## WHAT YOU HAVE TO DO
Your answer should hold exactly the lines from the one with "the owl's face" through the last line of the material below, nothing before and nothing extra.

(DATA PROVIDED)

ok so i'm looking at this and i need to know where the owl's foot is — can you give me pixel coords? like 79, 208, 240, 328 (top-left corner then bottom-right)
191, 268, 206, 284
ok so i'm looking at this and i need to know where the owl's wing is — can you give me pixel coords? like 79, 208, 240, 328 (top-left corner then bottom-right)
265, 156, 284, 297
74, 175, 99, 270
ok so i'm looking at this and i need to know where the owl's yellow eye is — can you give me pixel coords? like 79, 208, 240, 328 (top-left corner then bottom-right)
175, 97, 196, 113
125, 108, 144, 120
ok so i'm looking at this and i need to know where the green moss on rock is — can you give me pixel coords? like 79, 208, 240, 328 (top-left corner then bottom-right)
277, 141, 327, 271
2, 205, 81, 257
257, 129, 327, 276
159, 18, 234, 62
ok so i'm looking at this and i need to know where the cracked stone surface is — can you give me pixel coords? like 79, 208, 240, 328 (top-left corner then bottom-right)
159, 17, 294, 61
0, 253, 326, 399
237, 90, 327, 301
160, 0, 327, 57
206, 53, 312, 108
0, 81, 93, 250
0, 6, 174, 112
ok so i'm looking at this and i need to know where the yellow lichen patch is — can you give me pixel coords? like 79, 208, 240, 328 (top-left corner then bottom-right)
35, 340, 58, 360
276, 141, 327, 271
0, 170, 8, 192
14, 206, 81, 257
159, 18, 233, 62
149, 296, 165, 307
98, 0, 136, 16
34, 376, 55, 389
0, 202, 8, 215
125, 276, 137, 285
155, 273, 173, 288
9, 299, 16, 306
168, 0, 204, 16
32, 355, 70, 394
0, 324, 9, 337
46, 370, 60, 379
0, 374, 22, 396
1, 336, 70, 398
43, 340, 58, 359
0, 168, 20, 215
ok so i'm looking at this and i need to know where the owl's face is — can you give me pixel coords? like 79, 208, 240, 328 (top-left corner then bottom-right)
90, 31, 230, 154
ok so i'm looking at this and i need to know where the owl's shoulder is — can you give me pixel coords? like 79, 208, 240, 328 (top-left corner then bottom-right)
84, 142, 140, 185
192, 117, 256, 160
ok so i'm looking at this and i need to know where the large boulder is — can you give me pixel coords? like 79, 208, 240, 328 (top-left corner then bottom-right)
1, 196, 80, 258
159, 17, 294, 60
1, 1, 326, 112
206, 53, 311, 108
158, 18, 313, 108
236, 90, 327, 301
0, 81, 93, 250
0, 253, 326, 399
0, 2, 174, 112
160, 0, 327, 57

(End DATA PROVIDED)

## TASK OUTPUT
ok so i'm looking at this and i need to know where the owl's face is — can you give me pixel coords? like 79, 208, 240, 328 (top-left corner then bottom-right)
90, 31, 230, 154
ok so i'm looking at this and i need to know where the owl's shoulder is — can you give me pixel coords? like 79, 208, 240, 328 (top-left corner then bottom-right)
84, 142, 140, 185
192, 117, 256, 160
ok so i'm looking at this and i need to know where the large boulder is — can you give me pixel coords? like 79, 208, 240, 328 (top-left corner then bottom-right)
1, 196, 80, 258
159, 17, 294, 60
1, 1, 326, 112
206, 53, 311, 108
158, 18, 313, 108
236, 90, 327, 301
0, 81, 93, 250
0, 253, 326, 399
0, 2, 174, 112
160, 0, 327, 57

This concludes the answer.